> **WHAT YOU WILL DO**
Switch "headlight housing" to "headlamp housing" in the stretch of material from the line containing "the bark texture?" through the line containing "[93,171,127,205]". Give back only those lines, with everything else left unchanged.

☆ ☆ ☆ ☆

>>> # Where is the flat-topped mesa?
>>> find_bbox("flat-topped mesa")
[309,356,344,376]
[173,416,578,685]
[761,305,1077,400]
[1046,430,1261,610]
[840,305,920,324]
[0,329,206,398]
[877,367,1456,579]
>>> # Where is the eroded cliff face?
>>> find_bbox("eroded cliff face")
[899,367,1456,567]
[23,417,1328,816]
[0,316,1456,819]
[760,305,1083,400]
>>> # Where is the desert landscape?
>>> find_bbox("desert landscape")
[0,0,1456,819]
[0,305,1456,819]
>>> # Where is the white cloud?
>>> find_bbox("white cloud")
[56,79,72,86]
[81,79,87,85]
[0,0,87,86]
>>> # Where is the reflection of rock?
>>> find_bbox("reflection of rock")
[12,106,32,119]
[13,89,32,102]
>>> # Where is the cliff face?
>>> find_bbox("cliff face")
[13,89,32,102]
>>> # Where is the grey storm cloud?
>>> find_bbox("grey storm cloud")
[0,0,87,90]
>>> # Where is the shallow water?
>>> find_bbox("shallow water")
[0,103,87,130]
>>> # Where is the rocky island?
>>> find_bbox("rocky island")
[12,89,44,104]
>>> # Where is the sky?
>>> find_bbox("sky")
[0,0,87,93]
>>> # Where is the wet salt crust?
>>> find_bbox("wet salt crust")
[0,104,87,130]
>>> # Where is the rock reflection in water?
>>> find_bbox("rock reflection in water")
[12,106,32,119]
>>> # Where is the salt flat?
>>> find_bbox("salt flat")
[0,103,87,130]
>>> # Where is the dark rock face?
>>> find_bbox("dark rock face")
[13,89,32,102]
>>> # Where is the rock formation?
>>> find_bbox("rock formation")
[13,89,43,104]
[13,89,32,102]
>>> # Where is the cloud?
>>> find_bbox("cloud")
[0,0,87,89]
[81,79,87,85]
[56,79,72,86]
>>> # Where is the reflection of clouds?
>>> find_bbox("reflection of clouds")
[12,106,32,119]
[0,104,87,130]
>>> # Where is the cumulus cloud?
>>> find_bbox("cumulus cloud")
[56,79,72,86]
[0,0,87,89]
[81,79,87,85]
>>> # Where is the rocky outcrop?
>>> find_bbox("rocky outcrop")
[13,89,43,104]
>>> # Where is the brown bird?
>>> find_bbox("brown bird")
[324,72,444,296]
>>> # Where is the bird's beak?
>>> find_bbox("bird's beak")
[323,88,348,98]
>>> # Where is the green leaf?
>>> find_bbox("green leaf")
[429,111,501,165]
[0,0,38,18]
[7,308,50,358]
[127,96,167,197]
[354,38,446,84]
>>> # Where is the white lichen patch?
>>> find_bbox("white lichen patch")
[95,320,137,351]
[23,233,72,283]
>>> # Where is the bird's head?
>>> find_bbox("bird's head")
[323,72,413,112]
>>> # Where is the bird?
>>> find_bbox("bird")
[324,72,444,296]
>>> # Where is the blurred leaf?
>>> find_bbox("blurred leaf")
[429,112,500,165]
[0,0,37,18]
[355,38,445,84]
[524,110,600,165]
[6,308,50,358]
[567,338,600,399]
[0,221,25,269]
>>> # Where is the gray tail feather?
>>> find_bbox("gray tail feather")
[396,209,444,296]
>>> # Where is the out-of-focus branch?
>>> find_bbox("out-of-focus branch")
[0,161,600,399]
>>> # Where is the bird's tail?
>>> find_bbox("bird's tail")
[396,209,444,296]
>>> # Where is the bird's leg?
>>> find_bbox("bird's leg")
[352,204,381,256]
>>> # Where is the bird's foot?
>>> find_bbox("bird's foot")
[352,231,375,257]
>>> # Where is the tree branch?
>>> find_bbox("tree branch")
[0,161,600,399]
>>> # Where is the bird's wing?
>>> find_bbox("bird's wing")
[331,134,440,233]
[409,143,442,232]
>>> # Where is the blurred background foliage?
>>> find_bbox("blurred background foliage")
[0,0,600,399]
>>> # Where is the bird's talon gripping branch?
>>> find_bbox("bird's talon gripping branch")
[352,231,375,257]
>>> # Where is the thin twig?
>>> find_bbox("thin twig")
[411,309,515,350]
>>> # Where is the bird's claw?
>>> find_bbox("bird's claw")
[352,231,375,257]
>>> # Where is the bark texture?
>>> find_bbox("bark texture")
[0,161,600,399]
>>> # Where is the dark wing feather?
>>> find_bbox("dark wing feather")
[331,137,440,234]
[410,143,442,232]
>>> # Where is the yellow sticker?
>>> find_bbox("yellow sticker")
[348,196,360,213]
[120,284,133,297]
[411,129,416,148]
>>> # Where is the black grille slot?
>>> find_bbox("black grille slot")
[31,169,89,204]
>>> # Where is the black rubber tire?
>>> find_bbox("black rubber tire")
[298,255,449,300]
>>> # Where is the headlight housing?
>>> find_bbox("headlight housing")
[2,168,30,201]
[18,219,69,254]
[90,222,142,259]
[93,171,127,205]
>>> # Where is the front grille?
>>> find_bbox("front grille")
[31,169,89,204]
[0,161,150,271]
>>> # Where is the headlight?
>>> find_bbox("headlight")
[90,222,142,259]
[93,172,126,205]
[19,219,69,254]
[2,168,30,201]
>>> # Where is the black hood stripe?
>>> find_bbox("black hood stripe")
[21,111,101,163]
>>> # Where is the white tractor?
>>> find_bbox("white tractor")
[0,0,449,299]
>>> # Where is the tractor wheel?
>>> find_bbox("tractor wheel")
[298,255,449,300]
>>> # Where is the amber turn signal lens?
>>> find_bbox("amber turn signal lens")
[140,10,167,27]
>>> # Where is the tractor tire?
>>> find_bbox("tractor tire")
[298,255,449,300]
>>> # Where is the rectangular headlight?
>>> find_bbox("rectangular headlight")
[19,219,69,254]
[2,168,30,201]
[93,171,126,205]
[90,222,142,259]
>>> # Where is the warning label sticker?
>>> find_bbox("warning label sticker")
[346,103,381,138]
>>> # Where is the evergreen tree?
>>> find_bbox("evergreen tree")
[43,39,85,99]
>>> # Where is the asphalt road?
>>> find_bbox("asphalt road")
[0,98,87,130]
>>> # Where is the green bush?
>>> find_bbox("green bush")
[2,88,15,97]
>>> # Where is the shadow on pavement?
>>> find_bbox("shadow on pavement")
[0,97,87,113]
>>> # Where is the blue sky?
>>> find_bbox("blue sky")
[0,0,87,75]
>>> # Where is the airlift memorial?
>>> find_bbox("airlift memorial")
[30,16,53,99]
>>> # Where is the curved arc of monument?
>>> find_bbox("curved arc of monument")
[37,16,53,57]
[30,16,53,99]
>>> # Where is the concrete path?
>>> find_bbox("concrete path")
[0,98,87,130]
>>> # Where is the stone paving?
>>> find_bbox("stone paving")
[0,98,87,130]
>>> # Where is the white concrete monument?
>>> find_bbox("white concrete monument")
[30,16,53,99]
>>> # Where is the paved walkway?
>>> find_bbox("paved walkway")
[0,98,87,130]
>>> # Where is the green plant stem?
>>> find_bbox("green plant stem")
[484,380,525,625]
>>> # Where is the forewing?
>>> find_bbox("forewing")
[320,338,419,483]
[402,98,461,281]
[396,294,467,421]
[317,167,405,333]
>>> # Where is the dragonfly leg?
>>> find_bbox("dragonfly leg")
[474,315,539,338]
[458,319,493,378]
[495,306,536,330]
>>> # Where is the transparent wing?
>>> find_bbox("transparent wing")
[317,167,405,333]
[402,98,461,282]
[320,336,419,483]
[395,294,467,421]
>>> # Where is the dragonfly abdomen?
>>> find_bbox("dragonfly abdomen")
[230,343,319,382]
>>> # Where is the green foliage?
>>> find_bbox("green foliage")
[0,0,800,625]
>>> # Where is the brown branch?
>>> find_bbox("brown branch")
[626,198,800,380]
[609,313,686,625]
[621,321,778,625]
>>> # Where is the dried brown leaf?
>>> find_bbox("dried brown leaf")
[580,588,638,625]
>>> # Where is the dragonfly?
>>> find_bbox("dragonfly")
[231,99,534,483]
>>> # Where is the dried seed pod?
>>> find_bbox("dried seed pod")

☆ ☆ ☆ ☆

> **THE RESPONSE**
>>> # Where is the bark texture?
>>> find_bbox("bark texture")
[0,161,600,399]
>>> # Where is the dark wing feather?
>>> find_bbox("dark wing feather")
[331,137,440,234]
[410,143,442,232]
>>> # Where is the yellow sticker?
>>> find_bbox("yellow sticker")
[348,196,360,213]
[120,284,133,297]
[411,129,416,148]
>>> # Where is the black grille slot?
>>> find_bbox("black grille slot")
[31,169,89,204]
>>> # Where is the black rubber tire?
>>> find_bbox("black rubber tire")
[298,255,449,300]
>>> # Where is the headlamp housing?
>>> find_bbox("headlamp housing")
[2,168,30,201]
[18,219,69,254]
[90,222,142,259]
[93,171,127,205]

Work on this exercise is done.